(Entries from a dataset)
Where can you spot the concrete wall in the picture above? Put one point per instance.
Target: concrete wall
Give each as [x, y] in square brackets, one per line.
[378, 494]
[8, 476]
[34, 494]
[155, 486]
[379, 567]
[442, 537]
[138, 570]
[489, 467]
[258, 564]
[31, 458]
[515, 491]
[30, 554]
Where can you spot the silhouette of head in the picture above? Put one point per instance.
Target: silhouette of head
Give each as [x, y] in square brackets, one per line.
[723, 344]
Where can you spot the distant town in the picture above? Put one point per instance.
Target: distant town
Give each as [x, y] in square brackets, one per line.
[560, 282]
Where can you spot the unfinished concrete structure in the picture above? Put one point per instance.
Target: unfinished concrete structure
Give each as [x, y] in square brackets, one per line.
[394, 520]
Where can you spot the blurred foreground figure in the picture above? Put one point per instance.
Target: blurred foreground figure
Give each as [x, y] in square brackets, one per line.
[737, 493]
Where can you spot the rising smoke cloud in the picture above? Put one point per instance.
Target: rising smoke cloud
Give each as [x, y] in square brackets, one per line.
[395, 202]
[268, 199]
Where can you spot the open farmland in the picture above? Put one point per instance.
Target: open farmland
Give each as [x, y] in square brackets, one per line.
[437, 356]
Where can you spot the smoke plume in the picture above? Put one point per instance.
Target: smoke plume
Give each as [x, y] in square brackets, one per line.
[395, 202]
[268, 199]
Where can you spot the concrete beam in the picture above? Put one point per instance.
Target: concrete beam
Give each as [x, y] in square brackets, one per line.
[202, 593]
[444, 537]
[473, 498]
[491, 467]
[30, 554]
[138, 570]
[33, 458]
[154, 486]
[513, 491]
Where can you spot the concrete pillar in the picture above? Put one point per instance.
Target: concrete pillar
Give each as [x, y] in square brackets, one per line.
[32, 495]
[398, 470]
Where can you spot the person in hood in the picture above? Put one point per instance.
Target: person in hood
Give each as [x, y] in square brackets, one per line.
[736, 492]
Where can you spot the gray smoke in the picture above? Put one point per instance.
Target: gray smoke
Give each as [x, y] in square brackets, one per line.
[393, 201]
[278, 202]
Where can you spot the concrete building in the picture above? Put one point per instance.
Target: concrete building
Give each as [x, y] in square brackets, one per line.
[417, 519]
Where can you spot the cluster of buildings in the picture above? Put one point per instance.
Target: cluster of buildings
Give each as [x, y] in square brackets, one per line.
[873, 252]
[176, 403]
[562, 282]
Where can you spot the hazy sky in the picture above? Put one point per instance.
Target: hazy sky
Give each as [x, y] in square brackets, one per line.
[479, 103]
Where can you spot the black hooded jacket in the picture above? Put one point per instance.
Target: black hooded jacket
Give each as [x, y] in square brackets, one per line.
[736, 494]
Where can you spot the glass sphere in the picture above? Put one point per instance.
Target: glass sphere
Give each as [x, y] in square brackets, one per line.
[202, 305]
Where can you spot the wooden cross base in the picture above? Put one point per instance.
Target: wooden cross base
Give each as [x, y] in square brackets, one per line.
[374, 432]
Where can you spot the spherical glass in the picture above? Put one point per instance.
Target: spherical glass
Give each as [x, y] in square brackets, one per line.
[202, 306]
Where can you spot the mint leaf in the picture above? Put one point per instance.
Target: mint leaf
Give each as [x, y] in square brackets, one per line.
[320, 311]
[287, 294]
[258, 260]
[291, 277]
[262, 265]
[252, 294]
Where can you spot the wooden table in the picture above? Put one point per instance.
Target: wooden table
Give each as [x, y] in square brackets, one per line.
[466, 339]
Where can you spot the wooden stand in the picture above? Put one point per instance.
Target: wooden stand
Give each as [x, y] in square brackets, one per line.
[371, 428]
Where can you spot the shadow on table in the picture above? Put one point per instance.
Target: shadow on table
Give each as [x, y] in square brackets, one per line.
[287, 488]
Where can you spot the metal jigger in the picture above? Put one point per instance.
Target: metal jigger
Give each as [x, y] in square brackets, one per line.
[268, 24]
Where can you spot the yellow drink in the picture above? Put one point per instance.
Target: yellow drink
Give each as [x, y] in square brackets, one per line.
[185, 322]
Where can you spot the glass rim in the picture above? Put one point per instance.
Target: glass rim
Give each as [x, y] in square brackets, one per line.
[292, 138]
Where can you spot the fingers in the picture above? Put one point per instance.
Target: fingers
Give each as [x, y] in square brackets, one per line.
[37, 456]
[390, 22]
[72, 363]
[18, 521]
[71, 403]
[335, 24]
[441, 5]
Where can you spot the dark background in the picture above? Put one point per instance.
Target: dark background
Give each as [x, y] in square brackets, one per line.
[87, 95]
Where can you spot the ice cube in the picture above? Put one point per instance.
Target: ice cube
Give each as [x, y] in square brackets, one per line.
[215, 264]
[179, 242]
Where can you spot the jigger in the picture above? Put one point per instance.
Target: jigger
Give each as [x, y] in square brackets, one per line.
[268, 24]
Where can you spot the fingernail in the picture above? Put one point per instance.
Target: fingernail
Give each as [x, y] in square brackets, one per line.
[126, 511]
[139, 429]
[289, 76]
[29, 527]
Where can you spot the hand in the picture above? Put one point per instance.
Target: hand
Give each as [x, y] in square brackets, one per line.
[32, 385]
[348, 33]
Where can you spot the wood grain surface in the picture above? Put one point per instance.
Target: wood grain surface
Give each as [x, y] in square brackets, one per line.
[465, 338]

_Direction_
Can you write out the listing again from the line that contains "Where can you spot the dark" through its end, keeping every request line and adding 88 to each x and y coordinate in the answers?

_Final answer_
Where can you spot the dark background in the picture above? Put one point per instance.
Target: dark background
Give each as [x, y] in square brackets, one per line.
[175, 183]
Where can you spot the ice cube in the picture above? Put one point per instance.
Target: ice cube
Give each as [x, y] in square brackets, one per line.
[303, 352]
[267, 330]
Where can you spot the jigger in the picture above? Put one point per instance.
Target: jigger
Give each as [x, y] in square brackets, one per line.
[356, 112]
Where can you spot the fingernail in the picture above? Put one point per instance.
Target: fingernail
Give each as [x, y] in square brackets, one per line.
[214, 599]
[227, 517]
[377, 164]
[117, 615]
Where can you spot the hand in the picture above? Put one point per instance.
Target: hand
Give each as [x, y] in square brackets, one per line.
[120, 473]
[436, 121]
Where can you spot the wood grain surface in the picture above? Put one point per instance.
Target: wood grain surface
Give each as [x, y] in square brackets, one per line.
[553, 426]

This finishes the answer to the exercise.